What to work on: Could you transcribe every record below exactly, leaving out the pictures?

Data excerpts:
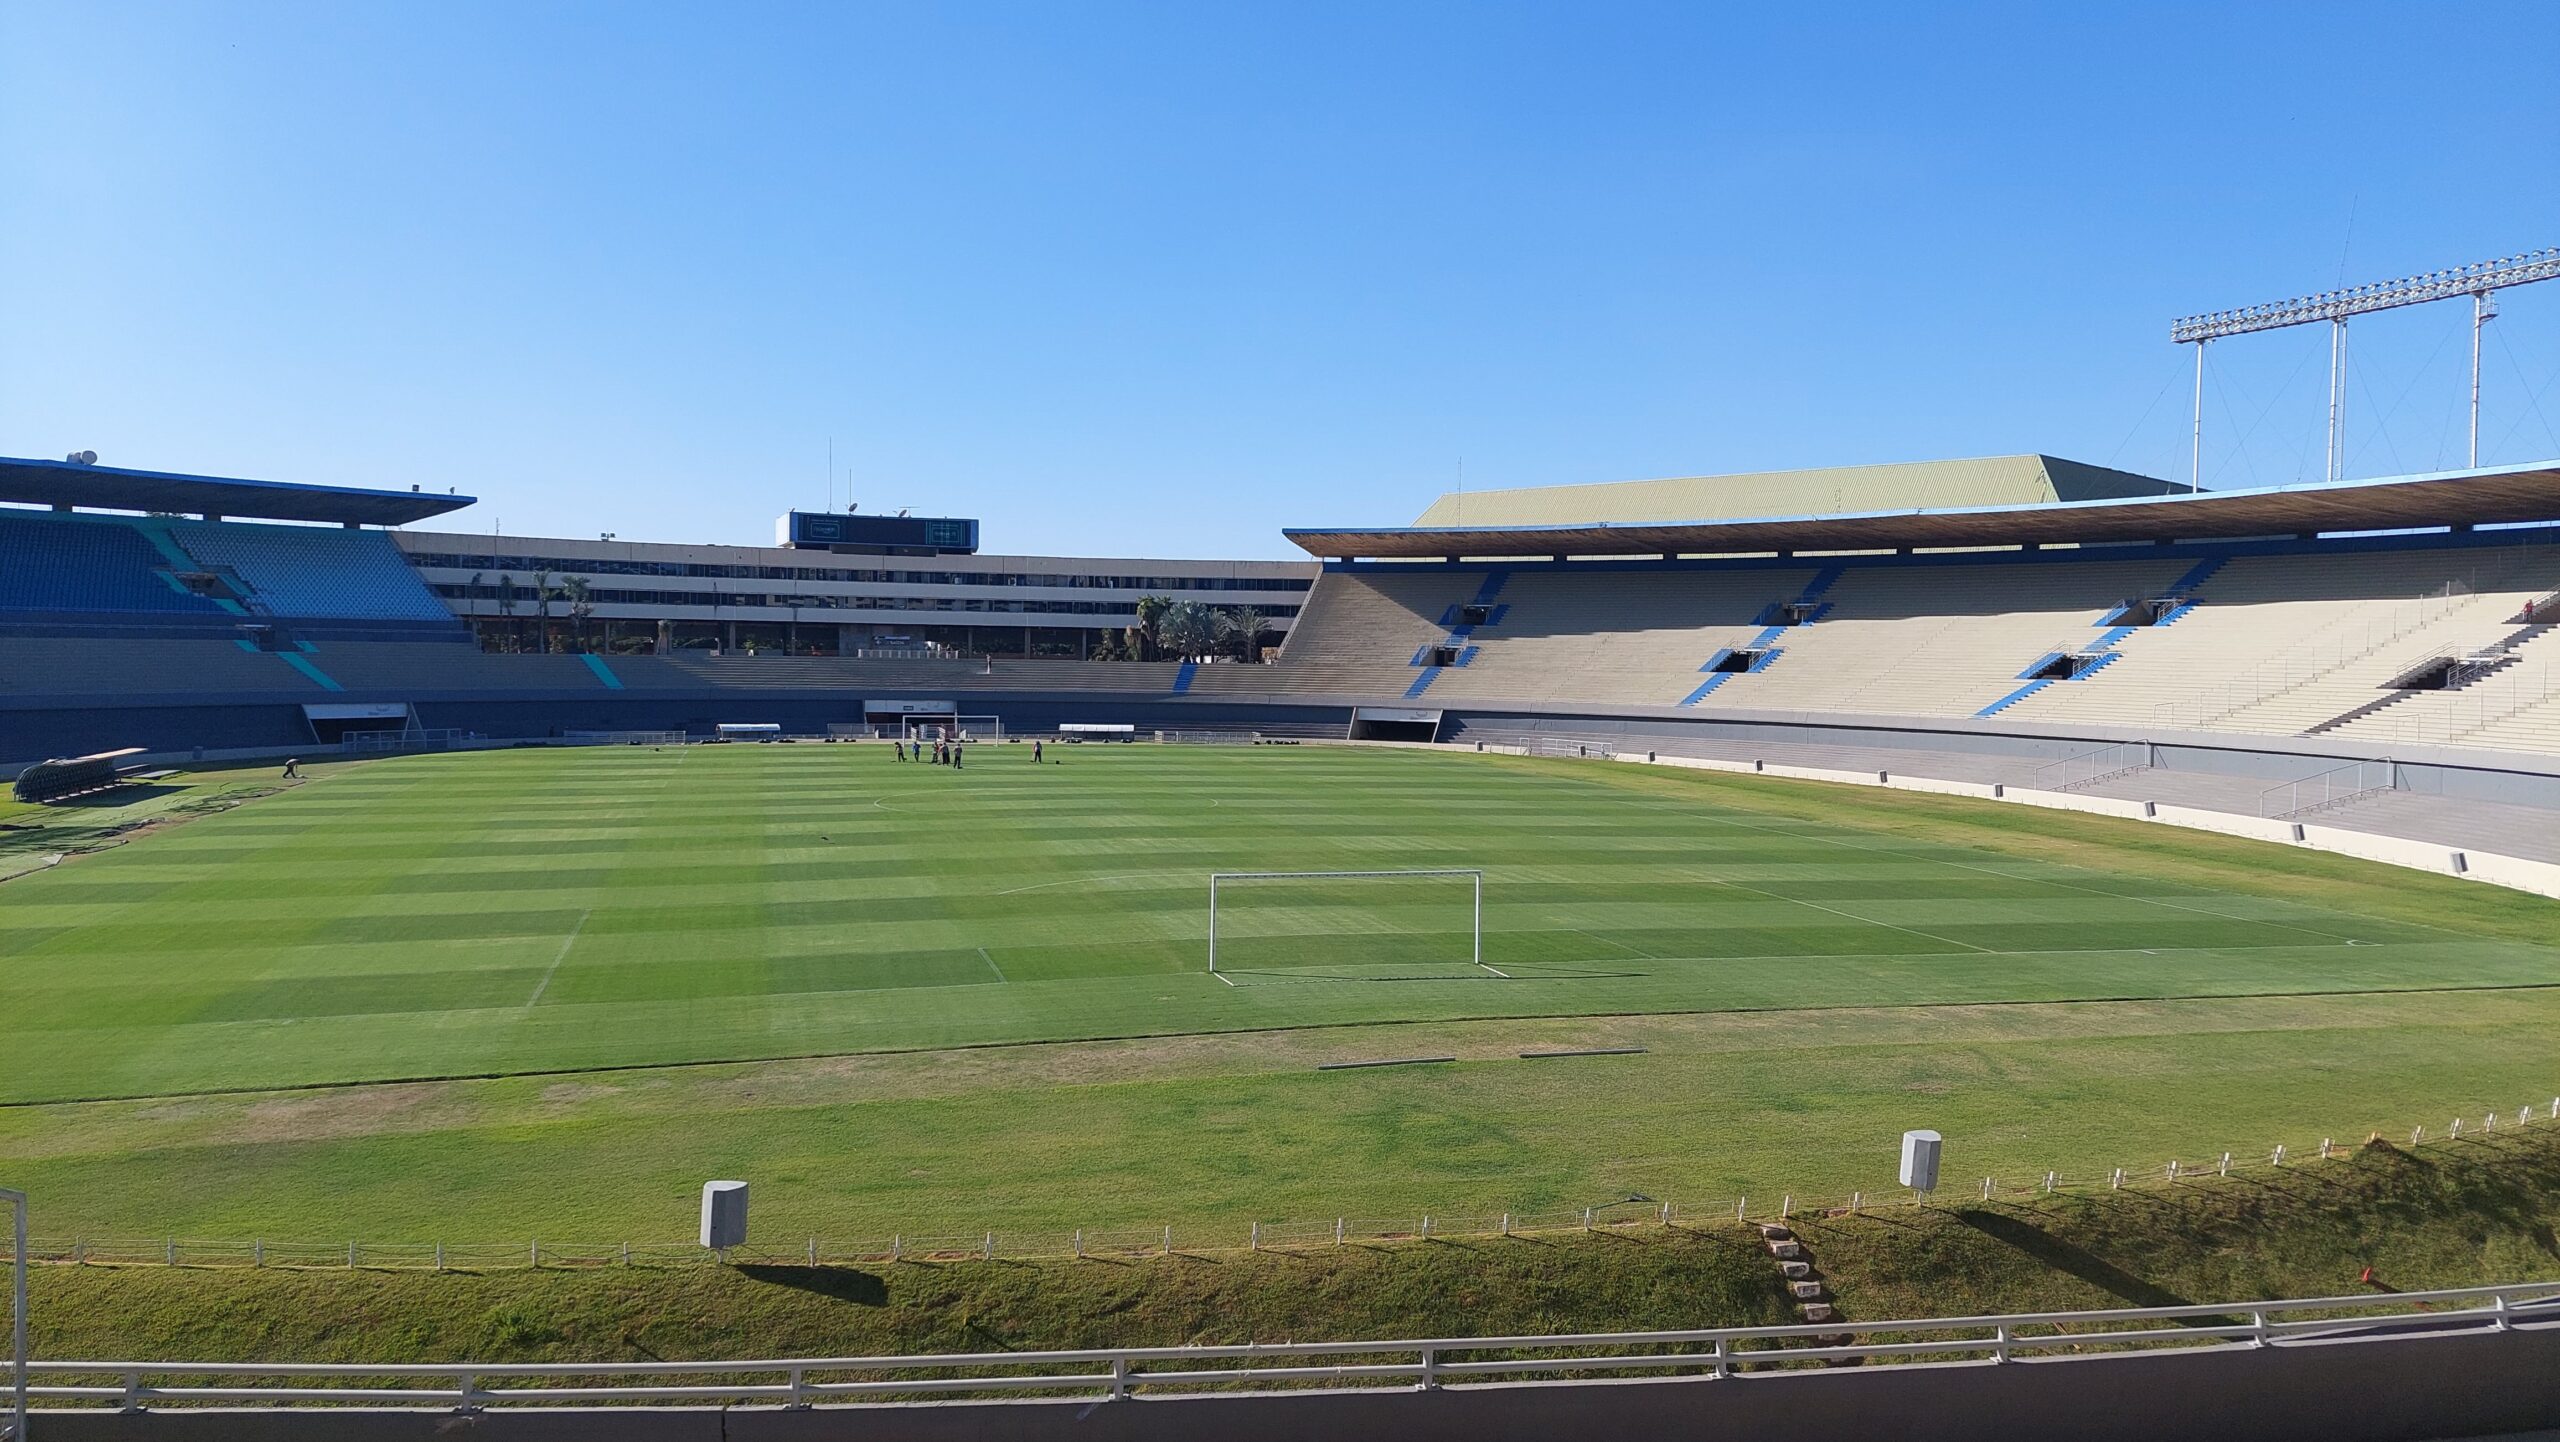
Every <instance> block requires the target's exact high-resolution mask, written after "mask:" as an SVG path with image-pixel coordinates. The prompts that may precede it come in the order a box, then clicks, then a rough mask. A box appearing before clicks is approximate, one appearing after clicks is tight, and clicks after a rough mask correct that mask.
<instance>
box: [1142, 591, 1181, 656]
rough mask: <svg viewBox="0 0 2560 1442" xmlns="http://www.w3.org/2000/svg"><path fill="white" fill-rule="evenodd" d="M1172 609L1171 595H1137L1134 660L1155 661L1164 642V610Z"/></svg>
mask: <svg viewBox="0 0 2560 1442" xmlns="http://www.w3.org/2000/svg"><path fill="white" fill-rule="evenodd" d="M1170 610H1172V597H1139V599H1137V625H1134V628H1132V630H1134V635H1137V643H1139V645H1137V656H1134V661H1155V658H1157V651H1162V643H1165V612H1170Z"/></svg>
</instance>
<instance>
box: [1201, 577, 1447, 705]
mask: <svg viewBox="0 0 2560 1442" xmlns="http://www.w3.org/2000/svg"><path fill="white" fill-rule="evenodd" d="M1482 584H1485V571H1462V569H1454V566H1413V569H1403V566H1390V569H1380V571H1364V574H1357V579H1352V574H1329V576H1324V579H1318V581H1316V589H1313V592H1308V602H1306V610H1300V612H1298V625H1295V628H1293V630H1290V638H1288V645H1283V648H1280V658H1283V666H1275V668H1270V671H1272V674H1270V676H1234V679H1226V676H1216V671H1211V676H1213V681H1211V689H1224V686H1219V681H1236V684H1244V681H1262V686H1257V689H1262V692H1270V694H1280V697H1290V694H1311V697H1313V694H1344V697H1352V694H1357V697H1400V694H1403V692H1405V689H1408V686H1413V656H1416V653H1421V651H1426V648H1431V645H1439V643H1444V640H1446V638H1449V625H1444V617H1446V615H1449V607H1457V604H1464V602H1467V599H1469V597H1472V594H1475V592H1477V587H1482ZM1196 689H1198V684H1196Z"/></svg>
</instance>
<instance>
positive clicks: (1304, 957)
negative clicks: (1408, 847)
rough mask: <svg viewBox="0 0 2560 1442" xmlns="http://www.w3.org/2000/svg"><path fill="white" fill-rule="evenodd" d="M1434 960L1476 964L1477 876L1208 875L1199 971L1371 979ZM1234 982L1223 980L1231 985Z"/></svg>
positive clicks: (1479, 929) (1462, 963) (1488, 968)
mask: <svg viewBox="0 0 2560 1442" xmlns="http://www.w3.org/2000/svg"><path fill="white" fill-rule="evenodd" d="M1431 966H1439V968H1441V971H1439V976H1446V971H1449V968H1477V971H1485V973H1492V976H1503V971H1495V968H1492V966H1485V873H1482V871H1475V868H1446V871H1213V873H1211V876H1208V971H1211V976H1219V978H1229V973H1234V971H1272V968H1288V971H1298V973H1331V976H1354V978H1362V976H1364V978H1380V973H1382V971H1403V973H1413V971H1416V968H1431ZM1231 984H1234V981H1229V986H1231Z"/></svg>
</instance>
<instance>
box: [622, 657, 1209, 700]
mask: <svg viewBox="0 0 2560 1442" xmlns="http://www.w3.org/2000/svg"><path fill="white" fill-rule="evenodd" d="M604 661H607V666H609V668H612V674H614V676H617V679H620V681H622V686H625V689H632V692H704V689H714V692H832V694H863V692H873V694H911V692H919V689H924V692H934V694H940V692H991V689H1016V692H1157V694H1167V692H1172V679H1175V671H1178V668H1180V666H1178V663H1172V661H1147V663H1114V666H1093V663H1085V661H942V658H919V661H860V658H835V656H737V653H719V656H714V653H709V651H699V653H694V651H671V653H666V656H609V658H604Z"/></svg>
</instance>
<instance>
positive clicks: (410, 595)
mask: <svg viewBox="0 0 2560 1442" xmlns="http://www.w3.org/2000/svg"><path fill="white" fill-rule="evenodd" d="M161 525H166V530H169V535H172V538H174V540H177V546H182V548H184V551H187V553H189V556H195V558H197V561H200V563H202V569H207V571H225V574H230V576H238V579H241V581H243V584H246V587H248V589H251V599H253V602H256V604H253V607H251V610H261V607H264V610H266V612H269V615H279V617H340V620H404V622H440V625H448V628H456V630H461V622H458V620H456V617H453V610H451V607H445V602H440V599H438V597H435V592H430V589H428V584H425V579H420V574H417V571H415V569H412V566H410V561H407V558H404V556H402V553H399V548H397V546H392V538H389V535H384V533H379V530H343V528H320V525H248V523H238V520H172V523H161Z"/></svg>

Task answer:
Every <instance> block requires the target's exact high-resolution mask, written after "mask:" as an SVG path with image-pixel coordinates. The prompts that may precede it come in the order a box, then clicks, then a rough mask. A box appearing before clicks is approximate, one appearing after clicks is tight, and clicks after a rough mask correct that mask.
<instance>
box: [1142, 591, 1181, 656]
rough mask: <svg viewBox="0 0 2560 1442" xmlns="http://www.w3.org/2000/svg"><path fill="white" fill-rule="evenodd" d="M1172 609L1171 595H1137L1134 660L1155 661L1164 642V610Z"/></svg>
mask: <svg viewBox="0 0 2560 1442" xmlns="http://www.w3.org/2000/svg"><path fill="white" fill-rule="evenodd" d="M1170 610H1172V597H1139V599H1137V625H1134V628H1132V630H1134V635H1137V643H1139V645H1137V656H1134V661H1155V658H1157V651H1162V643H1165V612H1170Z"/></svg>
</instance>
<instance>
box: [1201, 577, 1447, 705]
mask: <svg viewBox="0 0 2560 1442" xmlns="http://www.w3.org/2000/svg"><path fill="white" fill-rule="evenodd" d="M1482 584H1485V571H1462V569H1454V566H1413V569H1403V566H1390V569H1380V571H1364V574H1357V579H1352V574H1329V576H1324V579H1318V581H1316V589H1313V592H1308V602H1306V610H1300V612H1298V625H1295V628H1293V630H1290V638H1288V645H1283V648H1280V658H1283V666H1275V668H1270V671H1272V674H1270V676H1234V679H1226V676H1216V671H1211V676H1213V681H1211V689H1224V686H1219V681H1236V684H1244V681H1262V686H1257V689H1262V692H1270V694H1280V697H1290V694H1311V697H1313V694H1344V697H1352V694H1357V697H1400V694H1403V692H1405V689H1408V686H1413V656H1416V653H1421V651H1426V648H1431V645H1439V643H1444V640H1446V638H1449V625H1444V617H1446V615H1449V607H1457V604H1464V602H1467V599H1469V597H1472V594H1475V592H1477V587H1482ZM1196 689H1198V684H1196Z"/></svg>
</instance>
<instance>
positive clicks: (1304, 957)
negative clicks: (1408, 847)
rough mask: <svg viewBox="0 0 2560 1442" xmlns="http://www.w3.org/2000/svg"><path fill="white" fill-rule="evenodd" d="M1434 960L1476 964L1477 876L1208 875L1199 971L1371 979ZM1234 982L1223 980L1231 985Z"/></svg>
positive clicks: (1479, 929) (1462, 963) (1488, 968)
mask: <svg viewBox="0 0 2560 1442" xmlns="http://www.w3.org/2000/svg"><path fill="white" fill-rule="evenodd" d="M1431 966H1439V968H1441V971H1439V976H1446V971H1449V968H1477V971H1485V973H1492V976H1503V971H1495V968H1492V966H1485V873H1482V871H1475V868H1446V871H1213V873H1211V876H1208V971H1211V976H1219V978H1229V973H1234V971H1272V968H1288V971H1298V973H1331V976H1354V978H1362V976H1364V978H1380V973H1382V971H1403V973H1413V971H1416V968H1431ZM1231 984H1234V981H1229V986H1231Z"/></svg>
</instance>
<instance>
box: [622, 657, 1209, 700]
mask: <svg viewBox="0 0 2560 1442" xmlns="http://www.w3.org/2000/svg"><path fill="white" fill-rule="evenodd" d="M604 661H607V666H609V668H612V674H614V676H617V679H620V681H622V686H625V689H632V692H704V689H714V692H832V694H863V692H873V694H911V692H919V689H924V692H934V694H940V692H991V689H1016V692H1157V694H1167V692H1172V679H1175V671H1178V668H1180V666H1178V663H1172V661H1147V663H1114V666H1093V663H1085V661H942V658H919V661H860V658H835V656H737V653H719V656H714V653H709V651H699V653H694V651H671V653H666V656H609V658H604Z"/></svg>
</instance>
<instance>
positive clicks: (410, 595)
mask: <svg viewBox="0 0 2560 1442" xmlns="http://www.w3.org/2000/svg"><path fill="white" fill-rule="evenodd" d="M161 525H166V530H169V535H172V538H174V540H177V546H182V548H184V551H187V553H189V556H195V558H197V561H200V563H202V569H207V571H225V574H230V576H238V579H241V581H243V584H246V587H248V589H251V599H253V602H256V604H253V607H251V610H261V607H264V610H266V612H269V615H279V617H340V620H404V622H440V625H448V628H456V630H461V622H458V620H456V617H453V610H451V607H445V602H440V599H438V597H435V592H430V589H428V584H425V579H420V574H417V571H415V569H412V566H410V561H407V558H404V556H402V553H399V548H397V546H392V538H389V535H384V533H379V530H343V528H320V525H248V523H238V520H172V523H161Z"/></svg>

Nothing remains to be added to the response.